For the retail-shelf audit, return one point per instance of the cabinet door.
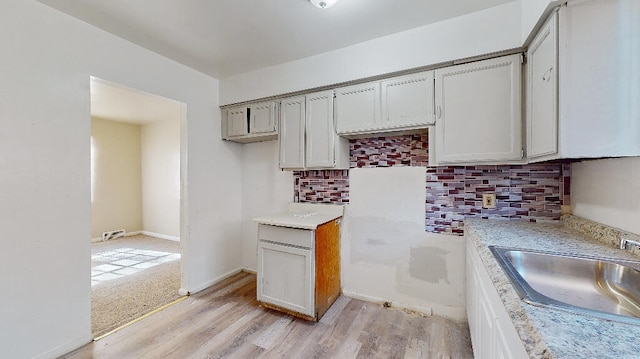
(237, 121)
(358, 108)
(262, 118)
(487, 339)
(542, 91)
(407, 101)
(320, 133)
(292, 128)
(478, 112)
(286, 277)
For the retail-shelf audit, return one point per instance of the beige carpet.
(131, 276)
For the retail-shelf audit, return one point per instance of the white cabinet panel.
(308, 139)
(262, 118)
(250, 123)
(321, 135)
(397, 104)
(358, 108)
(542, 92)
(598, 82)
(237, 121)
(292, 131)
(407, 101)
(478, 114)
(286, 277)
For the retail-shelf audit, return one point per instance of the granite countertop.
(550, 332)
(303, 216)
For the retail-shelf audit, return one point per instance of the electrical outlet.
(488, 200)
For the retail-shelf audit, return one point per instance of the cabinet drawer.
(292, 236)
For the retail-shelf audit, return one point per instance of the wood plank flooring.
(226, 321)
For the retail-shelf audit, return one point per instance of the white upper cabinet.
(237, 121)
(407, 101)
(292, 132)
(250, 123)
(397, 104)
(478, 112)
(262, 119)
(321, 134)
(358, 108)
(598, 74)
(308, 139)
(542, 92)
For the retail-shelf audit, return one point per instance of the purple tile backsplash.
(532, 192)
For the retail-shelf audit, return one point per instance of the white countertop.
(303, 215)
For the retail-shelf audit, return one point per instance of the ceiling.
(227, 37)
(114, 102)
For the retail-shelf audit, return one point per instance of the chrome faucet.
(624, 243)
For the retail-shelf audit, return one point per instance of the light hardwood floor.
(226, 321)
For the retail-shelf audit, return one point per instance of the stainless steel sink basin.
(598, 287)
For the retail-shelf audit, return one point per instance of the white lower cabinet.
(493, 335)
(299, 269)
(287, 277)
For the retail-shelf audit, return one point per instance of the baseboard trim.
(214, 281)
(65, 348)
(161, 236)
(147, 233)
(249, 270)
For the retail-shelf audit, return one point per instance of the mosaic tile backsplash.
(532, 192)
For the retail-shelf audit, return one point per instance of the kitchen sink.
(604, 288)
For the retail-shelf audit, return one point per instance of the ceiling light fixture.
(323, 4)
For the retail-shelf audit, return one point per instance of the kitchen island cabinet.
(299, 262)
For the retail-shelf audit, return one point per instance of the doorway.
(135, 203)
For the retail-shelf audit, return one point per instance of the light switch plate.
(488, 200)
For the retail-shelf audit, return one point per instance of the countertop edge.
(531, 339)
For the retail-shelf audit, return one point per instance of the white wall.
(265, 190)
(386, 253)
(530, 13)
(117, 178)
(45, 214)
(486, 31)
(608, 191)
(160, 143)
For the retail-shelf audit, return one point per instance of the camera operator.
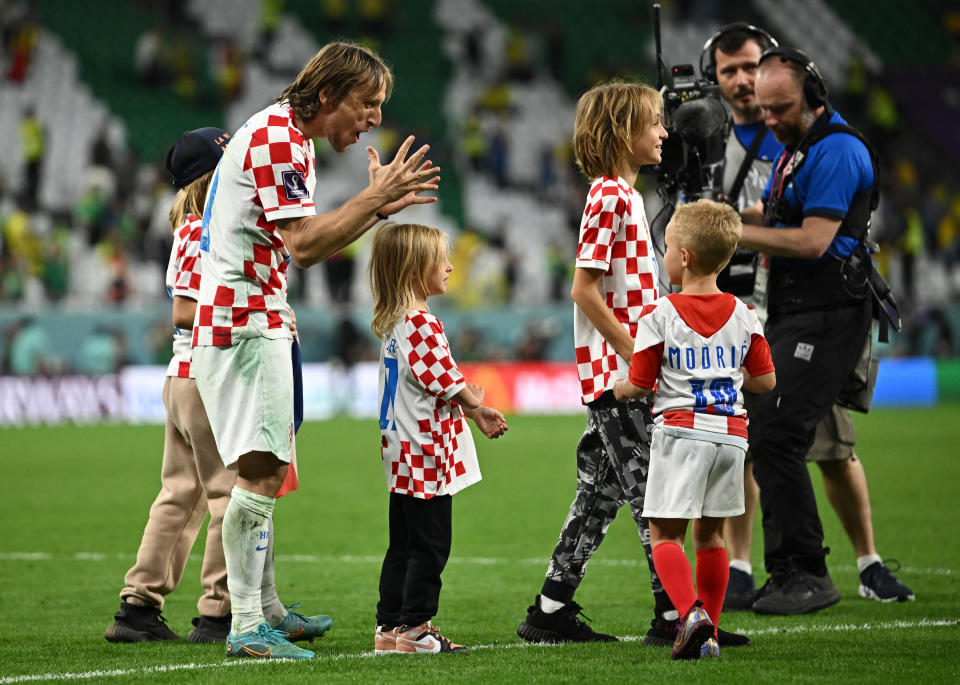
(813, 221)
(731, 57)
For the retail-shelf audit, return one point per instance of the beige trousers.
(193, 482)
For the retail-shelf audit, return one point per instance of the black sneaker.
(210, 629)
(878, 582)
(663, 633)
(797, 592)
(139, 624)
(561, 626)
(741, 591)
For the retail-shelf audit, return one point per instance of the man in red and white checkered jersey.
(260, 210)
(427, 446)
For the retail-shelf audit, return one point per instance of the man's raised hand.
(401, 181)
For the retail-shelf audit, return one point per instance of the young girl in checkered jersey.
(193, 477)
(426, 447)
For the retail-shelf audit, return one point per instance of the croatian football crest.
(804, 351)
(294, 186)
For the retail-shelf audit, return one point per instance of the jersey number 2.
(389, 391)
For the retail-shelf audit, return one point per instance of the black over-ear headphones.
(814, 88)
(708, 64)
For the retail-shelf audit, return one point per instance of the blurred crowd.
(508, 110)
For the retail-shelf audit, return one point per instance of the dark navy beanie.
(195, 153)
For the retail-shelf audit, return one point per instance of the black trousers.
(814, 353)
(418, 551)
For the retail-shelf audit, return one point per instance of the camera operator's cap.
(195, 153)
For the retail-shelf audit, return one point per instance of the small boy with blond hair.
(696, 350)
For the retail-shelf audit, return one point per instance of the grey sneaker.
(797, 592)
(878, 582)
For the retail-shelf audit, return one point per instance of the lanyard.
(776, 188)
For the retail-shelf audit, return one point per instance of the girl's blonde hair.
(338, 68)
(609, 117)
(402, 254)
(190, 200)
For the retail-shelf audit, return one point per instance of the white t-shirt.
(694, 348)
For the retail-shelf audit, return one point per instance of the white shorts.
(247, 390)
(691, 478)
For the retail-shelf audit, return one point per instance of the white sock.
(548, 606)
(246, 537)
(273, 610)
(866, 560)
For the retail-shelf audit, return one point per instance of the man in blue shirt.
(816, 214)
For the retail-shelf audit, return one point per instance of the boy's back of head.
(711, 230)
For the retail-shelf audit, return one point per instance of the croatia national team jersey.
(698, 345)
(183, 280)
(267, 173)
(426, 445)
(614, 237)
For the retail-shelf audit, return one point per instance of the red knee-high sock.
(675, 574)
(712, 576)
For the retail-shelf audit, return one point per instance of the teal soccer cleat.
(264, 643)
(297, 627)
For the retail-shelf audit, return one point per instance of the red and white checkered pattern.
(426, 445)
(696, 347)
(267, 173)
(183, 280)
(614, 237)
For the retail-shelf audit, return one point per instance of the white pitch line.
(774, 630)
(378, 559)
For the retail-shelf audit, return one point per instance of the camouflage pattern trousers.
(613, 458)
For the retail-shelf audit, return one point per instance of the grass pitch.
(73, 501)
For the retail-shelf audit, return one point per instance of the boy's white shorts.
(692, 478)
(247, 390)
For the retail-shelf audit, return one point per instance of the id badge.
(760, 284)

* _Aim_
Could you write out the entries again, starting at the line that contains "camouflage pattern trousers." and ending at the last entry, with the requests included and every coordinate in the answers scaled by 1.95 and rounded to a whole number, halves going up?

* _Output for this exercise_
For the retail-shelf audit, return one point per instance of the camouflage pattern trousers.
(1195, 893)
For the retail-shelf audit, return one point per instance of the grass pitch.
(142, 977)
For the retail-shelf audit, return one point per instance of the boy's white shorts.
(1349, 932)
(482, 761)
For the retail-shelf audit, return one point per instance of the id badge.
(1482, 554)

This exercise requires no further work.